[TASK TO CARRY OUT] The listing is to be transcribed in full, with its images left out.

[DATA FOR PROCESSING]

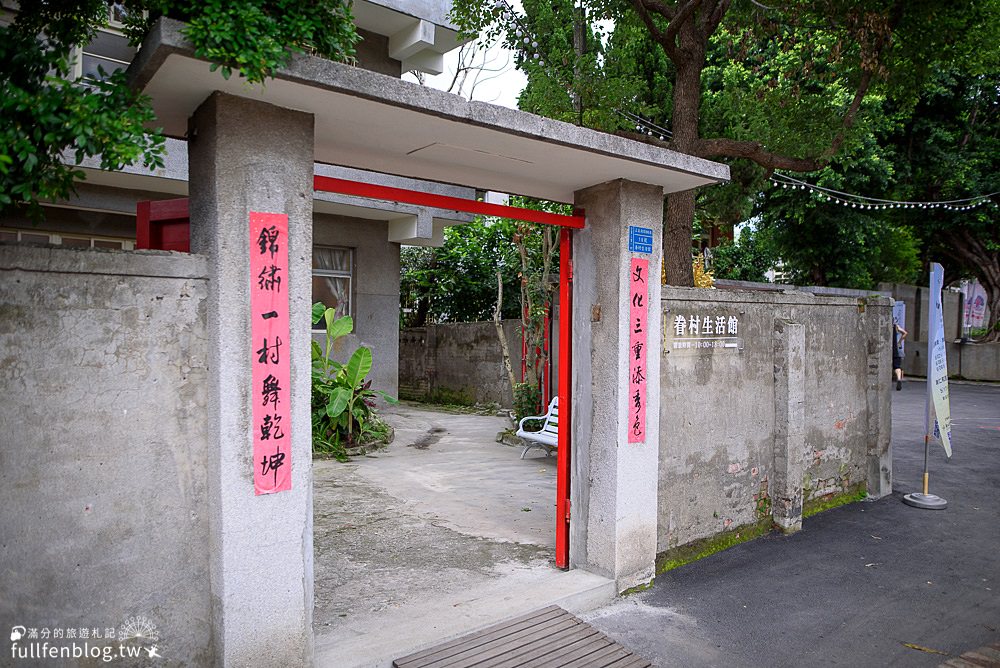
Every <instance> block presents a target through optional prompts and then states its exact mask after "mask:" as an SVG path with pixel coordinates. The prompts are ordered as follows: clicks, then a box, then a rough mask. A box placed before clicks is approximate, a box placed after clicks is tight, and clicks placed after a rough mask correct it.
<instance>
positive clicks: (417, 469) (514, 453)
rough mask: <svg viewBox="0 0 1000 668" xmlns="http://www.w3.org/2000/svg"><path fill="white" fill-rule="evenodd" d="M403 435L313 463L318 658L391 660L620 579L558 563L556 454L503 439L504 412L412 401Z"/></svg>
mask: <svg viewBox="0 0 1000 668" xmlns="http://www.w3.org/2000/svg"><path fill="white" fill-rule="evenodd" d="M385 415H386V419H387V420H388V421H389V422H390V424H392V425H393V426H394V427H395V428H396V438H395V441H394V442H393V443H392V445H391V446H390V447H389V448H387V449H385V450H381V451H378V452H377V453H375V454H373V455H369V456H364V457H356V458H354V459H353V460H352V461H351V462H350V463H348V464H341V463H339V462H335V461H317V462H315V464H314V476H313V493H314V497H313V498H314V504H313V508H314V510H313V512H314V516H315V519H314V540H315V550H314V554H315V580H314V582H315V594H316V605H315V617H314V622H313V628H314V630H315V634H316V652H315V654H316V656H315V665H316V666H317V667H327V666H329V668H357V667H366V668H367V667H375V668H384V667H386V666H389V665H390V664H391V661H392V659H394V658H398V657H401V656H404V655H407V654H410V653H412V652H416V651H419V650H421V649H425V648H427V647H430V646H432V645H436V644H439V643H441V642H444V641H446V640H449V639H452V638H456V637H458V636H461V635H464V634H466V633H469V632H471V631H474V630H477V629H479V628H482V627H484V626H488V625H490V624H492V623H495V622H499V621H502V620H504V619H508V618H511V617H515V616H518V615H521V614H524V613H527V612H530V611H532V610H537V609H539V608H543V607H545V606H548V605H551V604H557V605H560V606H561V607H563V608H565V609H567V610H569V611H571V612H582V611H584V610H589V609H592V608H594V607H596V606H599V605H603V604H604V603H607V602H608V601H610V600H611V599H612V598H613V597H614V596H615V593H616V589H615V586H614V582H613V581H611V580H608V579H606V578H603V577H600V576H597V575H594V574H592V573H588V572H586V571H582V570H574V571H569V572H563V571H560V570H557V569H556V568H555V567H554V565H553V559H554V548H555V535H554V527H555V457H546V456H544V455H543V454H540V453H539V451H538V450H533V451H531V453H529V454H528V456H527V457H526V458H525V459H520V454H521V448H520V447H511V446H507V445H502V444H499V443H496V442H495V440H494V438H495V436H496V434H497V432H498V431H500V430H501V429H504V428H506V427H509V421H508V420H506V419H502V418H498V417H494V416H490V415H467V414H449V413H445V412H441V411H433V410H427V409H426V408H424V407H421V406H418V405H413V404H402V405H400V406H396V407H392V408H390V409H388V410H386V411H385Z"/></svg>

[WRITTEN REPLY]
Every <instance> block presents a target through optional prompts and then states its exact mask after "mask:" as an SVG path with pixel coordinates. The prompts are ordered as follows: clicks, then a box, then a rough mask. A box placed before clicks is approximate, a box placed after clicks is tight, and clicks placed after a rough mask correct it.
<instance>
positive clicks: (417, 469) (514, 453)
rough mask: <svg viewBox="0 0 1000 668" xmlns="http://www.w3.org/2000/svg"><path fill="white" fill-rule="evenodd" d="M403 435L313 463L318 658L391 660L620 579L558 563L556 454L503 439L504 412L412 401Z"/></svg>
mask: <svg viewBox="0 0 1000 668" xmlns="http://www.w3.org/2000/svg"><path fill="white" fill-rule="evenodd" d="M385 415H386V419H387V420H388V421H389V422H390V424H392V425H393V426H394V427H395V428H396V438H395V441H394V442H393V443H392V445H391V446H390V447H389V448H387V449H385V450H381V451H378V452H377V453H375V454H373V455H369V456H364V457H356V458H354V459H353V460H352V461H351V462H350V463H348V464H341V463H339V462H335V461H317V462H315V464H314V476H313V493H314V497H313V498H314V504H313V508H314V510H313V512H314V516H315V519H314V540H315V550H314V554H315V580H314V582H315V594H316V605H315V617H314V622H313V628H314V630H315V634H316V652H315V654H316V656H315V665H316V666H317V667H327V666H329V668H357V667H366V668H367V667H375V668H384V667H386V666H389V665H390V664H391V661H392V659H394V658H398V657H401V656H404V655H407V654H410V653H412V652H416V651H419V650H421V649H425V648H427V647H430V646H432V645H436V644H439V643H441V642H444V641H446V640H449V639H452V638H456V637H458V636H461V635H464V634H466V633H469V632H471V631H474V630H477V629H479V628H482V627H484V626H488V625H490V624H492V623H495V622H499V621H502V620H504V619H508V618H511V617H515V616H518V615H521V614H524V613H527V612H530V611H532V610H537V609H539V608H543V607H545V606H548V605H551V604H557V605H560V606H561V607H563V608H565V609H567V610H569V611H571V612H582V611H584V610H589V609H592V608H594V607H596V606H599V605H603V604H604V603H607V602H608V601H610V600H611V599H612V598H613V597H614V596H615V593H616V589H615V586H614V582H613V581H611V580H608V579H606V578H603V577H600V576H597V575H594V574H592V573H588V572H586V571H582V570H574V571H569V572H563V571H560V570H557V569H556V568H555V567H554V565H553V559H554V548H555V535H554V527H555V457H546V456H544V455H543V454H540V453H539V451H538V450H533V451H531V453H529V454H528V456H527V457H526V458H525V459H520V454H521V448H520V447H511V446H507V445H502V444H499V443H496V442H495V440H494V438H495V436H496V434H497V432H498V431H500V430H501V429H504V428H506V427H509V421H508V420H506V419H502V418H498V417H494V416H490V415H467V414H449V413H445V412H441V411H433V410H427V409H426V408H424V407H421V406H418V405H413V404H402V405H400V406H396V407H392V408H390V409H388V410H386V411H385Z"/></svg>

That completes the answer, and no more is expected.